What the task asks: Reproduce the data that follows precisely.

◇ ◇ ◇ ◇

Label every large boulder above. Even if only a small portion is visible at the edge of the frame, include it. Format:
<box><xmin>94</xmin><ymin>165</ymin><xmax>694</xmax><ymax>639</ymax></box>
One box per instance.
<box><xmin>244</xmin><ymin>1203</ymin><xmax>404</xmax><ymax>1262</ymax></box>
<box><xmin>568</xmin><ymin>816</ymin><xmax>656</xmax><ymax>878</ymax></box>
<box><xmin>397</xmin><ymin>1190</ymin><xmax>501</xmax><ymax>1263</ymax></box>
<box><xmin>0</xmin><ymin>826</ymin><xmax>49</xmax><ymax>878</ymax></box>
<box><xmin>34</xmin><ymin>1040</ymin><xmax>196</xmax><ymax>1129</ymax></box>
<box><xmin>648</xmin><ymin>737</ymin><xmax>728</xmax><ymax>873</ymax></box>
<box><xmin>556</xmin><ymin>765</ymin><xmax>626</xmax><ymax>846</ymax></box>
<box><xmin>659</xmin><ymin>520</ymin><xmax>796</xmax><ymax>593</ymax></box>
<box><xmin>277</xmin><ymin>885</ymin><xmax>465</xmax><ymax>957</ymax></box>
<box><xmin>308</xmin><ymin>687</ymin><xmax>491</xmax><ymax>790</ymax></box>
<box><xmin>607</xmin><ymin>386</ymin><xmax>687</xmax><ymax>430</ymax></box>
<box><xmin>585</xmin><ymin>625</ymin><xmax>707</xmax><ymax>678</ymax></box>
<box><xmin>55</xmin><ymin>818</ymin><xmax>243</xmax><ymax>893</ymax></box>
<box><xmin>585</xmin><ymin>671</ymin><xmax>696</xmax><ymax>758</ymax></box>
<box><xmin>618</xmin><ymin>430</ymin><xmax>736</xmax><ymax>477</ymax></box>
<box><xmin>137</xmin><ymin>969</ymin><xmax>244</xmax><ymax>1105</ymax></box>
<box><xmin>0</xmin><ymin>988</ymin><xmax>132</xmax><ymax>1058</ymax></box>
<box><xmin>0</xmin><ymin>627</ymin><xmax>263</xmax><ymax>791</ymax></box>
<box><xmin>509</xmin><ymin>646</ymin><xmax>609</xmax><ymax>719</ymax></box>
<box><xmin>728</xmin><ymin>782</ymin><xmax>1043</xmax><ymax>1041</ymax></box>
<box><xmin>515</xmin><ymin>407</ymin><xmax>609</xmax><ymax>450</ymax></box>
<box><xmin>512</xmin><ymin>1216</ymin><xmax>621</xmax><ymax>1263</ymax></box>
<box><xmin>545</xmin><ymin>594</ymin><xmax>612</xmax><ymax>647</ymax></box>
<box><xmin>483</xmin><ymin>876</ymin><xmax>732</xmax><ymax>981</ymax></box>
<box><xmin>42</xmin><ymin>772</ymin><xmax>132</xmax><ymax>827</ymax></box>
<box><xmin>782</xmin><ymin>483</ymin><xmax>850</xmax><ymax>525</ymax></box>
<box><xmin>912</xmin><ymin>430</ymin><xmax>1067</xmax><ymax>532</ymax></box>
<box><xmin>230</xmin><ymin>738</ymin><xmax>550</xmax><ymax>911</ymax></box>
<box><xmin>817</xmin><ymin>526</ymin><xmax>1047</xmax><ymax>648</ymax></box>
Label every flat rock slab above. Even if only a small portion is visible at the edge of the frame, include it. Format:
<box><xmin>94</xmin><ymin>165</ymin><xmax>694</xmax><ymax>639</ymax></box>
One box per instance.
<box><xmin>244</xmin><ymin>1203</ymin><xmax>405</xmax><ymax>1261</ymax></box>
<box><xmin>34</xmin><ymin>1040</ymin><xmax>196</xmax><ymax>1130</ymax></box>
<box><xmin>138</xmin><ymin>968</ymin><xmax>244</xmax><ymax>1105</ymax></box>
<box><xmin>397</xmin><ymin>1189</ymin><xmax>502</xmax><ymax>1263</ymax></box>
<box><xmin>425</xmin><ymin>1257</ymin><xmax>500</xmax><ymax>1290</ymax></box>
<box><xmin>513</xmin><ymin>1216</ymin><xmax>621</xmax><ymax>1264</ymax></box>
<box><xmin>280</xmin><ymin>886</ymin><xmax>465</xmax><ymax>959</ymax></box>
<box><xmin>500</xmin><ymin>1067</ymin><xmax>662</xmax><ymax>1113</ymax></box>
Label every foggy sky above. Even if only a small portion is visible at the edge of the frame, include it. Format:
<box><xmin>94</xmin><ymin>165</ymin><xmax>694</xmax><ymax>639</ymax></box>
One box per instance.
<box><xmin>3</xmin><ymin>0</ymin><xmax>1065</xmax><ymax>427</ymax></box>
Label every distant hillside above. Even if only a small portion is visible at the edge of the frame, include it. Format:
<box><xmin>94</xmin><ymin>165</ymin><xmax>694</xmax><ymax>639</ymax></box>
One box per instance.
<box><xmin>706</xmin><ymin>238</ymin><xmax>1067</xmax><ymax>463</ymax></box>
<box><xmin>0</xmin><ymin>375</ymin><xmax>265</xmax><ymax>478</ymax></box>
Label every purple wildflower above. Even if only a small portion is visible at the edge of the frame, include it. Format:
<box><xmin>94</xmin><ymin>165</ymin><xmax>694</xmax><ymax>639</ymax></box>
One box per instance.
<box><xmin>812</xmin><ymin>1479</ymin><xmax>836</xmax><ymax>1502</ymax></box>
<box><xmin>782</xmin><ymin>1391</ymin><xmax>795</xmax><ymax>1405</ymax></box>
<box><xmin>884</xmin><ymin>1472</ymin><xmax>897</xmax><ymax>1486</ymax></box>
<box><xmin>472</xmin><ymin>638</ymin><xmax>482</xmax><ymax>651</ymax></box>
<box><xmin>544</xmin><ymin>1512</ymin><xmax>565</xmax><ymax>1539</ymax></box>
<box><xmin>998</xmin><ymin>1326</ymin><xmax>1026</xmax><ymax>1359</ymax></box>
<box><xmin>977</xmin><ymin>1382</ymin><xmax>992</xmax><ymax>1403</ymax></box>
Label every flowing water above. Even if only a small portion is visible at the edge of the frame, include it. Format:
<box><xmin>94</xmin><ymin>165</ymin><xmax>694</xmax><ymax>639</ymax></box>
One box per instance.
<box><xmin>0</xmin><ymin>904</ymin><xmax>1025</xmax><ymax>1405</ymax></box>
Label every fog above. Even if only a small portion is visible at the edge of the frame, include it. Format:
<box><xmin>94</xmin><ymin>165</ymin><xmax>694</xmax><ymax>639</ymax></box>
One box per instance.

◇ ◇ ◇ ◇

Solution below:
Label every large boulder above. Even if only a small portion is visible at the edge of the frame, include it. Format:
<box><xmin>94</xmin><ymin>165</ymin><xmax>694</xmax><ymax>639</ymax></box>
One box per instance.
<box><xmin>244</xmin><ymin>1203</ymin><xmax>404</xmax><ymax>1262</ymax></box>
<box><xmin>568</xmin><ymin>816</ymin><xmax>656</xmax><ymax>878</ymax></box>
<box><xmin>397</xmin><ymin>1190</ymin><xmax>501</xmax><ymax>1263</ymax></box>
<box><xmin>0</xmin><ymin>826</ymin><xmax>49</xmax><ymax>878</ymax></box>
<box><xmin>34</xmin><ymin>1040</ymin><xmax>196</xmax><ymax>1129</ymax></box>
<box><xmin>648</xmin><ymin>737</ymin><xmax>728</xmax><ymax>873</ymax></box>
<box><xmin>556</xmin><ymin>765</ymin><xmax>626</xmax><ymax>846</ymax></box>
<box><xmin>659</xmin><ymin>520</ymin><xmax>796</xmax><ymax>593</ymax></box>
<box><xmin>277</xmin><ymin>885</ymin><xmax>465</xmax><ymax>957</ymax></box>
<box><xmin>308</xmin><ymin>687</ymin><xmax>491</xmax><ymax>790</ymax></box>
<box><xmin>607</xmin><ymin>386</ymin><xmax>687</xmax><ymax>430</ymax></box>
<box><xmin>585</xmin><ymin>625</ymin><xmax>707</xmax><ymax>678</ymax></box>
<box><xmin>55</xmin><ymin>818</ymin><xmax>243</xmax><ymax>893</ymax></box>
<box><xmin>585</xmin><ymin>671</ymin><xmax>696</xmax><ymax>758</ymax></box>
<box><xmin>618</xmin><ymin>430</ymin><xmax>736</xmax><ymax>477</ymax></box>
<box><xmin>137</xmin><ymin>969</ymin><xmax>244</xmax><ymax>1105</ymax></box>
<box><xmin>0</xmin><ymin>988</ymin><xmax>132</xmax><ymax>1058</ymax></box>
<box><xmin>0</xmin><ymin>627</ymin><xmax>263</xmax><ymax>791</ymax></box>
<box><xmin>509</xmin><ymin>646</ymin><xmax>609</xmax><ymax>719</ymax></box>
<box><xmin>728</xmin><ymin>782</ymin><xmax>1043</xmax><ymax>1041</ymax></box>
<box><xmin>515</xmin><ymin>407</ymin><xmax>609</xmax><ymax>450</ymax></box>
<box><xmin>512</xmin><ymin>1216</ymin><xmax>621</xmax><ymax>1263</ymax></box>
<box><xmin>545</xmin><ymin>594</ymin><xmax>612</xmax><ymax>647</ymax></box>
<box><xmin>483</xmin><ymin>876</ymin><xmax>732</xmax><ymax>981</ymax></box>
<box><xmin>42</xmin><ymin>772</ymin><xmax>132</xmax><ymax>827</ymax></box>
<box><xmin>782</xmin><ymin>483</ymin><xmax>850</xmax><ymax>525</ymax></box>
<box><xmin>912</xmin><ymin>430</ymin><xmax>1067</xmax><ymax>532</ymax></box>
<box><xmin>230</xmin><ymin>738</ymin><xmax>550</xmax><ymax>911</ymax></box>
<box><xmin>817</xmin><ymin>526</ymin><xmax>1047</xmax><ymax>648</ymax></box>
Label every flat rock slab above. Even if only a small portion is visible at the edge of the frame, include it. Format:
<box><xmin>94</xmin><ymin>165</ymin><xmax>694</xmax><ymax>639</ymax></box>
One box per instance.
<box><xmin>244</xmin><ymin>1203</ymin><xmax>405</xmax><ymax>1261</ymax></box>
<box><xmin>34</xmin><ymin>1040</ymin><xmax>196</xmax><ymax>1130</ymax></box>
<box><xmin>138</xmin><ymin>968</ymin><xmax>244</xmax><ymax>1105</ymax></box>
<box><xmin>397</xmin><ymin>1189</ymin><xmax>502</xmax><ymax>1263</ymax></box>
<box><xmin>425</xmin><ymin>1257</ymin><xmax>500</xmax><ymax>1290</ymax></box>
<box><xmin>513</xmin><ymin>1216</ymin><xmax>621</xmax><ymax>1264</ymax></box>
<box><xmin>280</xmin><ymin>886</ymin><xmax>465</xmax><ymax>959</ymax></box>
<box><xmin>500</xmin><ymin>1067</ymin><xmax>662</xmax><ymax>1113</ymax></box>
Label every foggy sky above. Even if only a small portion is visible at the edge of the frame, include it. Format:
<box><xmin>94</xmin><ymin>165</ymin><xmax>694</xmax><ymax>639</ymax></box>
One box per instance.
<box><xmin>3</xmin><ymin>0</ymin><xmax>1065</xmax><ymax>427</ymax></box>
Label every distant hillside above. Even if only a small portion is visible at the edge of the frame, include it. Format:
<box><xmin>94</xmin><ymin>165</ymin><xmax>694</xmax><ymax>639</ymax></box>
One box per instance.
<box><xmin>706</xmin><ymin>238</ymin><xmax>1067</xmax><ymax>463</ymax></box>
<box><xmin>0</xmin><ymin>375</ymin><xmax>265</xmax><ymax>478</ymax></box>
Label every purple wildflower above. Even if only a small portion is visible at the edge of the frame, include it. Format:
<box><xmin>94</xmin><ymin>165</ymin><xmax>694</xmax><ymax>639</ymax></box>
One box per instance.
<box><xmin>812</xmin><ymin>1479</ymin><xmax>836</xmax><ymax>1502</ymax></box>
<box><xmin>782</xmin><ymin>1391</ymin><xmax>795</xmax><ymax>1405</ymax></box>
<box><xmin>884</xmin><ymin>1472</ymin><xmax>897</xmax><ymax>1486</ymax></box>
<box><xmin>472</xmin><ymin>638</ymin><xmax>482</xmax><ymax>651</ymax></box>
<box><xmin>544</xmin><ymin>1512</ymin><xmax>565</xmax><ymax>1539</ymax></box>
<box><xmin>998</xmin><ymin>1326</ymin><xmax>1026</xmax><ymax>1359</ymax></box>
<box><xmin>977</xmin><ymin>1382</ymin><xmax>992</xmax><ymax>1403</ymax></box>
Label every flowing water above. Even if only a small portion is visible at the edge of the frame, include it. Format:
<box><xmin>94</xmin><ymin>165</ymin><xmax>694</xmax><ymax>639</ymax></box>
One box per instance.
<box><xmin>0</xmin><ymin>904</ymin><xmax>1025</xmax><ymax>1405</ymax></box>
Label every fog above. Even if only a small portion is visible at the edge of the frame, include it. Format:
<box><xmin>94</xmin><ymin>165</ymin><xmax>694</xmax><ymax>639</ymax></box>
One box per instance.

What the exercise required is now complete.